Stored data below:
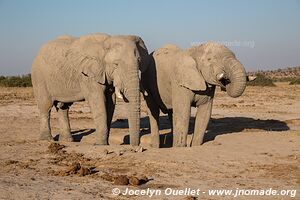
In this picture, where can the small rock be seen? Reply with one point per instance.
(107, 177)
(139, 149)
(121, 180)
(105, 152)
(55, 147)
(84, 171)
(134, 181)
(73, 168)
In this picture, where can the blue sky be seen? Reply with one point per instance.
(263, 34)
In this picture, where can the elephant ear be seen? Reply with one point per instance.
(186, 73)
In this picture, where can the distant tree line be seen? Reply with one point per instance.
(16, 81)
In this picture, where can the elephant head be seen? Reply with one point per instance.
(117, 60)
(219, 66)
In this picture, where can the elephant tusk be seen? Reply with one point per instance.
(220, 76)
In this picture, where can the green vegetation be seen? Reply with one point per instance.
(16, 81)
(261, 80)
(296, 81)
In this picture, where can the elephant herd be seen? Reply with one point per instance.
(99, 68)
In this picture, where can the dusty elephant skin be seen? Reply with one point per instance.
(96, 68)
(178, 79)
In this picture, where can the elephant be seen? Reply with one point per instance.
(96, 68)
(178, 79)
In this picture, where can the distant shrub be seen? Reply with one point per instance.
(16, 81)
(261, 80)
(285, 79)
(295, 81)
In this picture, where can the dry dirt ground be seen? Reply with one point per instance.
(252, 142)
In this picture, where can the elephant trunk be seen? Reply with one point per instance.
(237, 77)
(133, 95)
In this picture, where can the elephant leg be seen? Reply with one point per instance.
(97, 103)
(170, 117)
(44, 106)
(63, 117)
(110, 108)
(181, 101)
(153, 113)
(202, 119)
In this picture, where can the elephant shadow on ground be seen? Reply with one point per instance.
(78, 135)
(215, 127)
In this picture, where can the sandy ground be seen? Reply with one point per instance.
(252, 142)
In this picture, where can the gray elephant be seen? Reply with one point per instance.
(177, 79)
(95, 68)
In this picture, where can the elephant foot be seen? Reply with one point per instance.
(179, 145)
(46, 136)
(66, 138)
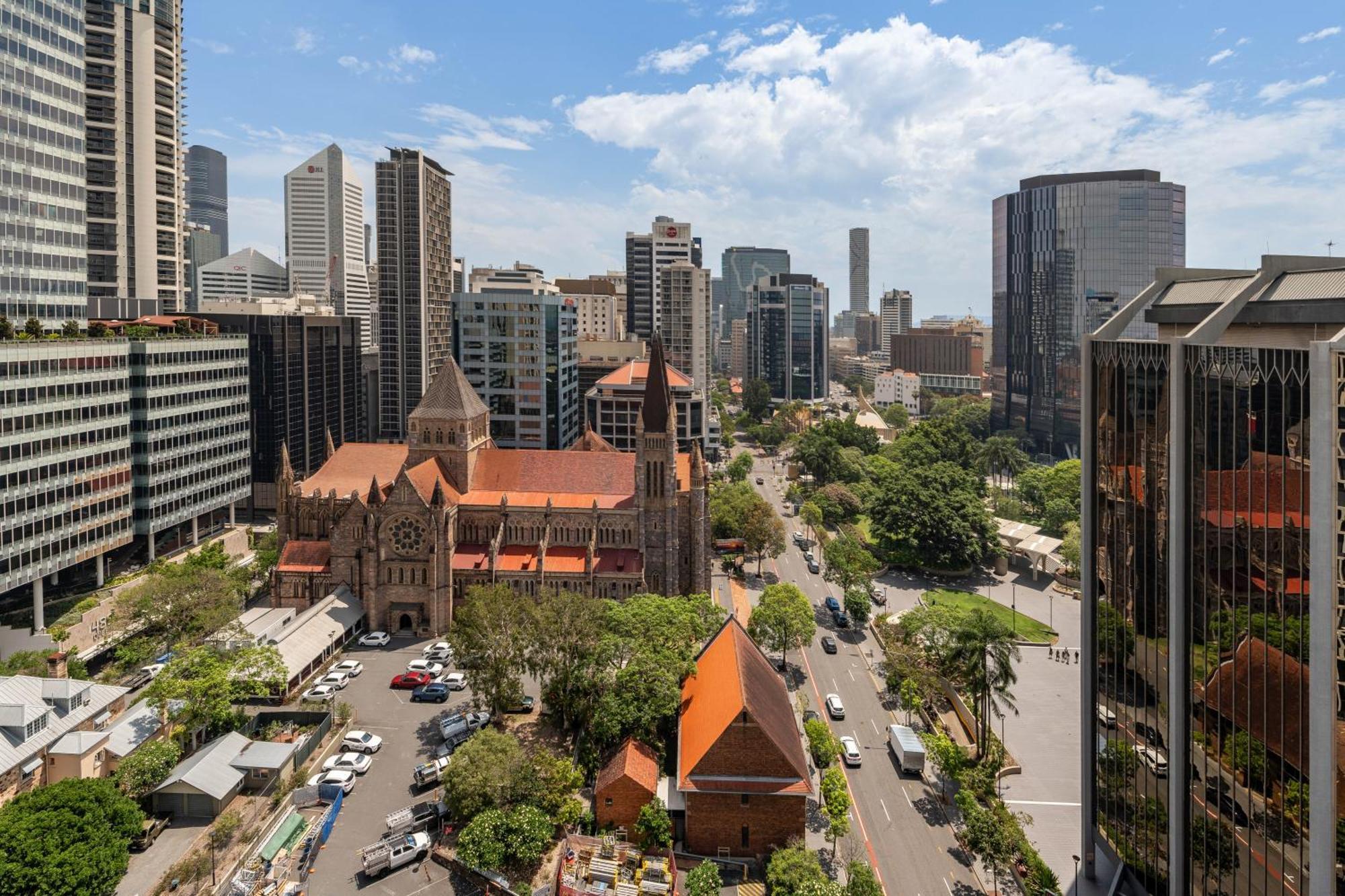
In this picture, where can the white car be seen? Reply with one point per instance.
(319, 694)
(344, 779)
(336, 680)
(357, 763)
(362, 741)
(835, 706)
End of Stored data.
Exercise brief ▸
Retyping is limited to the line with "In this picture, where can the elephant head" and the lines after it in the material above; give them exactly and leave out the pictures.

Solution ▸
In this picture, where can the elephant head be seen? Reply with one point per instance.
(117, 60)
(219, 66)
In this picture, where can the elephant tusk be seen? Reply with one point per instance.
(220, 76)
In this picture, where can the green vegetation be seen? Reply with one point per instance.
(16, 81)
(261, 80)
(296, 81)
In this picture, where can the elephant herd be seen? Reply with one point per instance.
(99, 68)
In this picture, where can the dusty elephant skin be seen? Reply with one point per instance.
(96, 68)
(178, 79)
In this picture, where can the elephant be seen? Reply with one point per instance.
(96, 68)
(178, 79)
In this picture, where can the distant shrub be seen? Reply with one point per instance.
(16, 81)
(261, 80)
(285, 79)
(295, 81)
In this picture, where can the dry dirt ground be seen? Reply with one point per instance.
(252, 142)
In this picture, where can the elephant trunk be seen? Reply with one point per instance.
(237, 77)
(133, 95)
In this picture, where can the elephant leg be seen? Reply with one point per instance.
(97, 103)
(170, 117)
(44, 106)
(63, 117)
(110, 108)
(181, 101)
(153, 113)
(202, 119)
In this picture, where can the elephant shadow on ground be seen? Reply with one point per instance.
(78, 135)
(215, 127)
In this picture, where can the sandy ground be seen? Reply with one point per instance.
(252, 142)
In this picture, where can the gray elephant be seen? Reply with one point per instance.
(177, 79)
(95, 68)
In this picture, where can the elephant foot be seen? Reply with one point per instance.
(179, 145)
(46, 136)
(66, 138)
In this picture, where can the white car be seen? Reply with one point per instance.
(319, 694)
(344, 779)
(336, 680)
(357, 763)
(362, 741)
(835, 706)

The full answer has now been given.